→ Dataset records about object locations:
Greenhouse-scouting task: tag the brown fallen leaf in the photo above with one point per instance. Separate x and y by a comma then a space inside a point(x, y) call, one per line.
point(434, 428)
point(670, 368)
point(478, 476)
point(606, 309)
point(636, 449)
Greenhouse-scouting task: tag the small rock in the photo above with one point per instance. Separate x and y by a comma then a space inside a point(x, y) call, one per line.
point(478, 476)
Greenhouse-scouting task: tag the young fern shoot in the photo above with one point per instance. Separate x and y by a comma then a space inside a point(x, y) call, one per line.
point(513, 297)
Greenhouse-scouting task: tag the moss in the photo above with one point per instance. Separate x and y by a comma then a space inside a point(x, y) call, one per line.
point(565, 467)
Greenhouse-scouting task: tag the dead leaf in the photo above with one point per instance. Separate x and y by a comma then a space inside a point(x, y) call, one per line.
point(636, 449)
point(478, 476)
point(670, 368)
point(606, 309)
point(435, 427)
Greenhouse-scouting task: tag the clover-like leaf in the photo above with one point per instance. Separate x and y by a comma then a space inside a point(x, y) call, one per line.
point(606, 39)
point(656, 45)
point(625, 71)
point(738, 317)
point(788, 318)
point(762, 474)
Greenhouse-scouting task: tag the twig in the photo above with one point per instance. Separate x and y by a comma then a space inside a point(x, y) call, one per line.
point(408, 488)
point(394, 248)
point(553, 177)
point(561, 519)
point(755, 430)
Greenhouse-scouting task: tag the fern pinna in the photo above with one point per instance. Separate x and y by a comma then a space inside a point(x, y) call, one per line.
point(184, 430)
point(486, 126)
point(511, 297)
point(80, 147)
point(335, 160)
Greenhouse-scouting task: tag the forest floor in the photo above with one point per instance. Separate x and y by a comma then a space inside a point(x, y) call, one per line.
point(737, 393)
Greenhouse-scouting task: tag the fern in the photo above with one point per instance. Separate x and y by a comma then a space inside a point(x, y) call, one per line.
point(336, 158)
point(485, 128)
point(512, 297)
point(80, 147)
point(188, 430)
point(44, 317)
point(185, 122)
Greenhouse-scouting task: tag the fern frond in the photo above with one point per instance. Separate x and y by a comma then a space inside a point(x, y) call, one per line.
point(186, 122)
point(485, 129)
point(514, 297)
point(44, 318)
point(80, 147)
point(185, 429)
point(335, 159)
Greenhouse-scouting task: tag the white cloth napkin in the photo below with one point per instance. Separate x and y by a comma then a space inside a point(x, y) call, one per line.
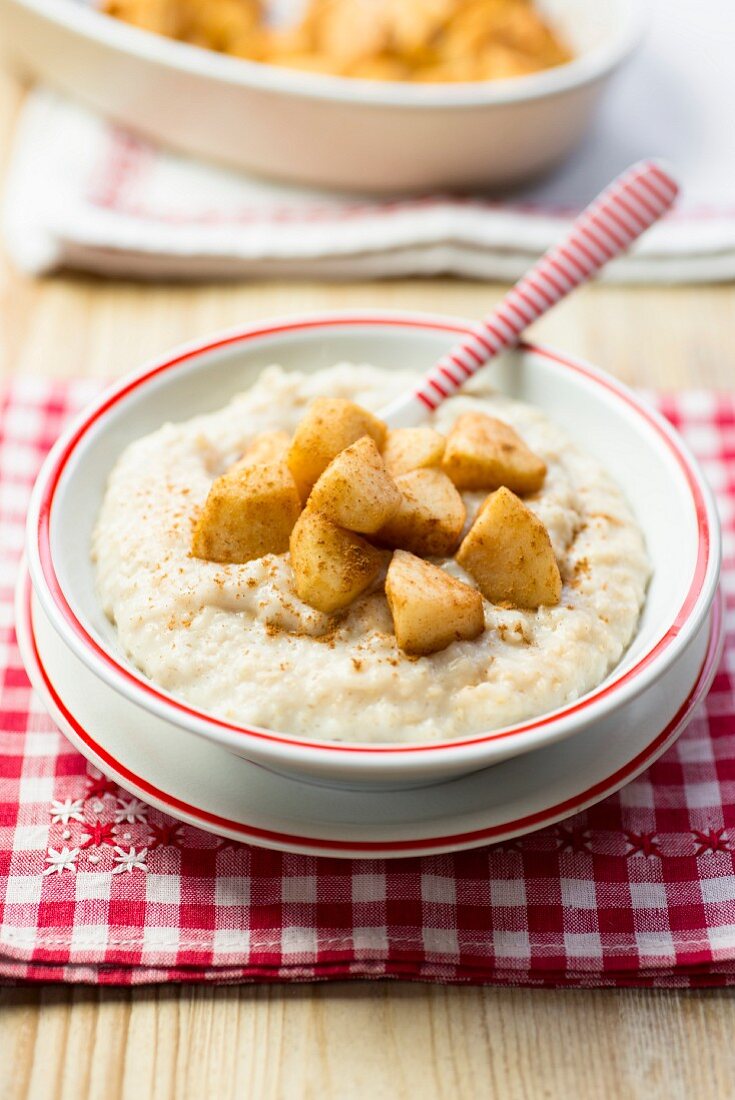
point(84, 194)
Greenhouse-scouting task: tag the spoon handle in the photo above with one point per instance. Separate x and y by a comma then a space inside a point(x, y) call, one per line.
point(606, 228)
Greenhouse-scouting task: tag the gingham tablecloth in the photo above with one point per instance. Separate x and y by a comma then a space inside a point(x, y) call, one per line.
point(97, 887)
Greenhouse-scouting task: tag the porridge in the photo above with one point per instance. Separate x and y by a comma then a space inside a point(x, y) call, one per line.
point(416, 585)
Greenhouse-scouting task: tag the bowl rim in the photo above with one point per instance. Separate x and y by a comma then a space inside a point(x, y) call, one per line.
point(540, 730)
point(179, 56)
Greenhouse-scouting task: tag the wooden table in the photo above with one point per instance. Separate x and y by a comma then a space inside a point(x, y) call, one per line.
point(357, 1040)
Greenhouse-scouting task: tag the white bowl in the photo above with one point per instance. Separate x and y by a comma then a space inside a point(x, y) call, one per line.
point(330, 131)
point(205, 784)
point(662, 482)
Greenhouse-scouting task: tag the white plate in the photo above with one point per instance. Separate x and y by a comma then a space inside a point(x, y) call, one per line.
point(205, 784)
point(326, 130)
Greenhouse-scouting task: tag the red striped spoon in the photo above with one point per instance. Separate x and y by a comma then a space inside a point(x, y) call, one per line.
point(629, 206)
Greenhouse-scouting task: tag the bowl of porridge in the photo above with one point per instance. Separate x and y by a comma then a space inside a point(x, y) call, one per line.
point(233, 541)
* * *
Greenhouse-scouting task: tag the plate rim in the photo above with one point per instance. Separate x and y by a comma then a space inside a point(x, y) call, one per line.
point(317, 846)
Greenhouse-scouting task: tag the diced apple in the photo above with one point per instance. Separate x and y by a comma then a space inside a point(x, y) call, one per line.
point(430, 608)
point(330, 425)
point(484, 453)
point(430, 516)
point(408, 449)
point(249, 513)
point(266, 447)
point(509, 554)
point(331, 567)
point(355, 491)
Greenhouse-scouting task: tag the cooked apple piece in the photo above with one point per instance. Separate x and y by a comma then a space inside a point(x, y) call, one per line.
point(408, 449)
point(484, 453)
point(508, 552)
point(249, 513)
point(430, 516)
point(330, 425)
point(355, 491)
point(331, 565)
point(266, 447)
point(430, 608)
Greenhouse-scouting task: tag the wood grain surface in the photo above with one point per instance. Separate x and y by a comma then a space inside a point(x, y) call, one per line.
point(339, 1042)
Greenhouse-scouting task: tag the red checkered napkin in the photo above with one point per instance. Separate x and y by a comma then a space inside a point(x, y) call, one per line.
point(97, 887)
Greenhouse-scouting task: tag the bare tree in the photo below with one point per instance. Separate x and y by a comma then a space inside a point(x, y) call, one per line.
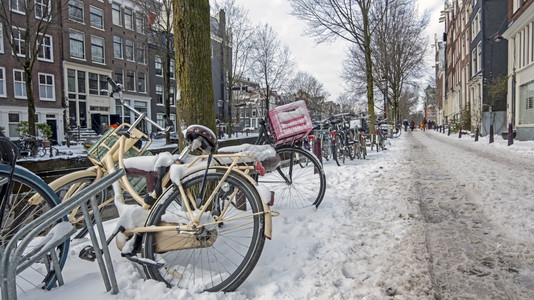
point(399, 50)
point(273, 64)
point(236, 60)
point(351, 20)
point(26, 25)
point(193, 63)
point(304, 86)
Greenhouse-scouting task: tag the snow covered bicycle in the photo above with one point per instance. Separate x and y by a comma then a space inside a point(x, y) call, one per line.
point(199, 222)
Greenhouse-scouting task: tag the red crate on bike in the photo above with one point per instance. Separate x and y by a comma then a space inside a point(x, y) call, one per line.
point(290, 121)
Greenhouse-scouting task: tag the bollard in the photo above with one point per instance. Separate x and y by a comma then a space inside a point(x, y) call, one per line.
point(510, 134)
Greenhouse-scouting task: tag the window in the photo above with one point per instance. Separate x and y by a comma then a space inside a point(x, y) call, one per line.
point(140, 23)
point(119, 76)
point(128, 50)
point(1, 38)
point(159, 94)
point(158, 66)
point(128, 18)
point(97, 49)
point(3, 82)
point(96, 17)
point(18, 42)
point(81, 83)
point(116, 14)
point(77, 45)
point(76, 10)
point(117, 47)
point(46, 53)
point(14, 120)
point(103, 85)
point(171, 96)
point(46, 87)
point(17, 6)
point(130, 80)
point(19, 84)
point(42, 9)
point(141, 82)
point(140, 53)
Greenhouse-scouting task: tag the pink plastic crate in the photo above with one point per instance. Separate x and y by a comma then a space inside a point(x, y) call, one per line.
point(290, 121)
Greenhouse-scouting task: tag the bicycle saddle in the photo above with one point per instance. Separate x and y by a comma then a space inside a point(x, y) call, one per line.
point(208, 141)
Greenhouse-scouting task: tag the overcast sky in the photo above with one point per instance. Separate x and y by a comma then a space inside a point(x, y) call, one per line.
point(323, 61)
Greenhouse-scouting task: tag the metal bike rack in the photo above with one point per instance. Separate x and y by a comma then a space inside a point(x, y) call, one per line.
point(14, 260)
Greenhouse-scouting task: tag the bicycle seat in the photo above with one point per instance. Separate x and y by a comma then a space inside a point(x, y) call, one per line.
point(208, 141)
==
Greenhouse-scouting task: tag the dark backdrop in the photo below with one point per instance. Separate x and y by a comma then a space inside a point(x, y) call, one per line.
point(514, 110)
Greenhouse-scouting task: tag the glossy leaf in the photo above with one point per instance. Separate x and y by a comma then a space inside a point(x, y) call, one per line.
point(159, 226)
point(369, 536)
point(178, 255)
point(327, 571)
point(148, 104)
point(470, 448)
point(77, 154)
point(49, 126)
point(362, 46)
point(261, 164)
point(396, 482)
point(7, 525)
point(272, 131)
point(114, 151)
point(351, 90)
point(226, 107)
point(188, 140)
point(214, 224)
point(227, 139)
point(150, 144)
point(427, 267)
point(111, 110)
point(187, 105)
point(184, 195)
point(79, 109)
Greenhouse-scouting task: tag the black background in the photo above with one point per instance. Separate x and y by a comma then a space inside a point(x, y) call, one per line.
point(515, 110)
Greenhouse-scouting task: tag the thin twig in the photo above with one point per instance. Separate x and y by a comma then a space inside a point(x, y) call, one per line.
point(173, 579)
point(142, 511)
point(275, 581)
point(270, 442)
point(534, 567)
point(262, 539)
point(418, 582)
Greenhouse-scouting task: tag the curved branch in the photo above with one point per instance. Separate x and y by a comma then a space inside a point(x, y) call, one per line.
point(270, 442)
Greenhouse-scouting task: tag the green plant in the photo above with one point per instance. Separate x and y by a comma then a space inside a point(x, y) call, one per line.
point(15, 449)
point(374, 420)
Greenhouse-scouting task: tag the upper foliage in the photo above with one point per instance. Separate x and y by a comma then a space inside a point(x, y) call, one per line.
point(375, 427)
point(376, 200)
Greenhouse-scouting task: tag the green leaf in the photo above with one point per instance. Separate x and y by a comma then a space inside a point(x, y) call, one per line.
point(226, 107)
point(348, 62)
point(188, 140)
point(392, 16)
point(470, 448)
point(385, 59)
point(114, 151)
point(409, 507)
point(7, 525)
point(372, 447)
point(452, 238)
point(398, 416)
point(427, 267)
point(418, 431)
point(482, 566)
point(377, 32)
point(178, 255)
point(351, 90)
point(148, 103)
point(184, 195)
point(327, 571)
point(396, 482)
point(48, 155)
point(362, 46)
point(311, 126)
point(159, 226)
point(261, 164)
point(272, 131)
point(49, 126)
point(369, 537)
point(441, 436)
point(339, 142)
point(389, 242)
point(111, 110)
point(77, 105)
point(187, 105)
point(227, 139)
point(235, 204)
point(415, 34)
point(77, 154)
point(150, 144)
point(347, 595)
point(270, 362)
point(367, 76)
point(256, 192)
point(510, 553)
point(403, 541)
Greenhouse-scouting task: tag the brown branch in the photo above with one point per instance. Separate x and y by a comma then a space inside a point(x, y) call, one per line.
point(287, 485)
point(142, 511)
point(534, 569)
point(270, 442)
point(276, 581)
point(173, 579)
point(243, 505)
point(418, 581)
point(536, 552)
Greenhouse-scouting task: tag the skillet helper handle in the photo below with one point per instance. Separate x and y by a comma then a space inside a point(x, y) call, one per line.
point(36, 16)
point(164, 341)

→ Prompt: Copy the lines of the listing word for word, from the line with "Greenhouse-scouting task: tag the brown fallen" up to and including the line with "point(513, 297)".

→ Solved problem:
Greenhouse-scouting task: tag the brown fallen leaf in the photo above with one point per instance. Separate x and y by a comma then a space inside a point(x, y) call, one per line.
point(434, 428)
point(670, 368)
point(478, 476)
point(606, 309)
point(636, 449)
Greenhouse-scouting task: tag the small rock in the photo above with one point per instance. Separate x and y by a comma then a space inside a point(x, y) call, one per line.
point(478, 476)
Greenhouse-scouting task: tag the young fern shoot in the photo above with one point per instance. Separate x and y by a comma then a space inside a point(x, y) call, one per line.
point(513, 297)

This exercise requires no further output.